• _Written request_:
Change "one marker apiece" to "a single dot each" in the records, covering the line containing "like x=198, y=233." through the end of the records, and give those lines again with nothing else altered.

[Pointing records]
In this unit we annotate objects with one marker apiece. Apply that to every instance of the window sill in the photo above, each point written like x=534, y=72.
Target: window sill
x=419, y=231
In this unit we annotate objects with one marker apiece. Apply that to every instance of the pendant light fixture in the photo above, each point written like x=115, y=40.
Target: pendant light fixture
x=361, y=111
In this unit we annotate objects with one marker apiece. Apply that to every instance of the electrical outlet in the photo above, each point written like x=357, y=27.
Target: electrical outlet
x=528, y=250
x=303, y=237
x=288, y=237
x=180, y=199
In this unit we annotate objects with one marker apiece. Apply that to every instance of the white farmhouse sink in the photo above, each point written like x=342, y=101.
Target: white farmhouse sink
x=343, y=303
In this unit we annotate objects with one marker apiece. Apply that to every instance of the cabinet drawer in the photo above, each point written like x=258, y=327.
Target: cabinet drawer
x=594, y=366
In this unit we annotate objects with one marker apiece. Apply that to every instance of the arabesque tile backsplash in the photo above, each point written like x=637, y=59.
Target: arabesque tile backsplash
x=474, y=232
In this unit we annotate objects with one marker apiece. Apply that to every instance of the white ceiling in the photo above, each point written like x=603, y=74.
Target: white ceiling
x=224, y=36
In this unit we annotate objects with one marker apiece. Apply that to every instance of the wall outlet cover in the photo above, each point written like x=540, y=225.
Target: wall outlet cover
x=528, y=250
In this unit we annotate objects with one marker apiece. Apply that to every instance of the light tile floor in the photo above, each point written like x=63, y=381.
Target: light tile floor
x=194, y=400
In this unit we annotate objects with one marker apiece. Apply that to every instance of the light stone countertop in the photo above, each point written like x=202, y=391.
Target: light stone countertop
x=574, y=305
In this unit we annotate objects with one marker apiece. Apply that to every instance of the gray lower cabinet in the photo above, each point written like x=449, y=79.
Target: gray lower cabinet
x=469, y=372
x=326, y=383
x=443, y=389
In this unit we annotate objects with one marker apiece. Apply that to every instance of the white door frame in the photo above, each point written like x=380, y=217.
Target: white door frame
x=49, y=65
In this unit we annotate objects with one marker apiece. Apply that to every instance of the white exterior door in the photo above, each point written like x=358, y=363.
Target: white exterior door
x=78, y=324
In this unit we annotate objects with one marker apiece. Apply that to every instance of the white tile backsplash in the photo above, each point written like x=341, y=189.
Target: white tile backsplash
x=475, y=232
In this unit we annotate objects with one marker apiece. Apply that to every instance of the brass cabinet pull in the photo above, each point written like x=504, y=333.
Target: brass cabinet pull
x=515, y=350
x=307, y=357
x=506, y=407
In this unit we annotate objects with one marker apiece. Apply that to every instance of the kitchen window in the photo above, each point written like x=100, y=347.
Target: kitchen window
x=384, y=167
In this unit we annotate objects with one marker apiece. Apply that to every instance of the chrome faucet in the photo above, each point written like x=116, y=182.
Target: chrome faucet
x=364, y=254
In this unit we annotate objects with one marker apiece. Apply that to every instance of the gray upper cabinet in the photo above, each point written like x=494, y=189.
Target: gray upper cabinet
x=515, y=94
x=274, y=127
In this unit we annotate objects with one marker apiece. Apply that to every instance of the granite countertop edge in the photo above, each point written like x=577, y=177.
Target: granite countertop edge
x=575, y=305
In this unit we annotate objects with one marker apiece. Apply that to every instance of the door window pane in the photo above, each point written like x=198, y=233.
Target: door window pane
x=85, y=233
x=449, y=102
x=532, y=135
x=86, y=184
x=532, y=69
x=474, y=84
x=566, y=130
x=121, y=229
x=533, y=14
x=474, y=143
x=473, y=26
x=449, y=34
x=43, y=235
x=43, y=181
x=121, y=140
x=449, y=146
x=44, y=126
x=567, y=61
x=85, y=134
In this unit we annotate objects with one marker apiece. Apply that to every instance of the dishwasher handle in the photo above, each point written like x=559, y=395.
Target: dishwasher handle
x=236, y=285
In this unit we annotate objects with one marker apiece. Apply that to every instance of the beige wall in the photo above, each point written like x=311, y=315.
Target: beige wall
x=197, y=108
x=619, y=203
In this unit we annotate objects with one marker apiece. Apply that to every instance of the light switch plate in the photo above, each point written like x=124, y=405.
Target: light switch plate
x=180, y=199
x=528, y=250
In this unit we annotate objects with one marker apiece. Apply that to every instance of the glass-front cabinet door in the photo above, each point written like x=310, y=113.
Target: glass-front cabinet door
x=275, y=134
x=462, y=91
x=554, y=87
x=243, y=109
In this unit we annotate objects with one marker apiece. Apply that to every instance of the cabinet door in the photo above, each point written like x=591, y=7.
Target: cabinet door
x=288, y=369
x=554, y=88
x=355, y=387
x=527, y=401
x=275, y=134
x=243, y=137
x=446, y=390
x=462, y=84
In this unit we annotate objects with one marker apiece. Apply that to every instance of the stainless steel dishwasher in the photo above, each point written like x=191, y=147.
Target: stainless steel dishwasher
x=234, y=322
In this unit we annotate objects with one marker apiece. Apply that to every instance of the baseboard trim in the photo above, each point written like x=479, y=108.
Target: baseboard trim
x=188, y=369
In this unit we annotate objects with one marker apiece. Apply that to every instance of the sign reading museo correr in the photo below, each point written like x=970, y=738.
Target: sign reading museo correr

• _Complete answer_:
In this unit we annotate objects with a single dot each. Apply that to every instance of the door window pane in the photo above, each point written like x=198, y=233.
Target: door window pane
x=85, y=233
x=449, y=102
x=532, y=135
x=86, y=184
x=532, y=69
x=474, y=84
x=566, y=130
x=121, y=229
x=533, y=14
x=474, y=143
x=473, y=26
x=449, y=34
x=43, y=235
x=43, y=181
x=121, y=140
x=449, y=146
x=44, y=126
x=567, y=61
x=85, y=134
In this unit we annotate objects with a single dot each. Apply that to every instance of the dishwasher handle in the photo above, each point written like x=559, y=395.
Target: dishwasher handle
x=236, y=285
In this unit we annotate objects with a single dot each. Apply that to every instance of the beige wall in the photo above, each point written like x=311, y=315.
Target: beige wall
x=197, y=108
x=619, y=203
In this unit we annotate objects with a single dot each. Apply that to every instance of the light switch plate in the photo above, each point written like x=124, y=405.
Target: light switch plate
x=180, y=199
x=528, y=250
In this unit we annotate objects with a single dot each. Apply that to every instance of the glass-front cabinet door in the photo above, each point written like x=310, y=113.
Target: glass-front cabinet door
x=275, y=134
x=462, y=91
x=554, y=87
x=243, y=109
In this unit we annotate objects with a single dot each. Apply that to every instance of the cabinet door in the photo above, each point written like x=591, y=7.
Target: cabinet door
x=288, y=369
x=554, y=88
x=355, y=387
x=527, y=401
x=275, y=134
x=243, y=137
x=446, y=390
x=462, y=84
In this unit we annotate objects with a single dot each. Apply that to every instance of the stainless steel dishwasher in the photo above, each point written like x=191, y=147.
Target: stainless steel dishwasher
x=234, y=322
In this unit we annotate objects with a single dot each. Apply that to every instance of the baseboard trim in the photo above, each point written like x=479, y=108.
Target: baseboard trim
x=188, y=369
In this unit we annotate objects with a single dot each. Apply that to every instance of the sign reading museo correr in the photo below, each point written like x=970, y=738.
Target: sign reading museo correr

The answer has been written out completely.